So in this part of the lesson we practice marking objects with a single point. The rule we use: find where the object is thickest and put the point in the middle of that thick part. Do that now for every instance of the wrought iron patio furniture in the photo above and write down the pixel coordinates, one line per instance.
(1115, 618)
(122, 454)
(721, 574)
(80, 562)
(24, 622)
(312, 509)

WHAT YOU WILL DO: Nothing in the records should be left out; write all of them out again exactly.

ANSWER TO THE PROBLEM:
So in this part of the lesson we practice marking objects with a single point. The rule we use: find where the object is thickest and put the point in the middle of that thick part. Do that now for every instance of the wrought iron patio furniture in the photo above and write down the pixel coordinates, one line per instance.
(1115, 618)
(122, 454)
(721, 574)
(80, 562)
(24, 622)
(312, 509)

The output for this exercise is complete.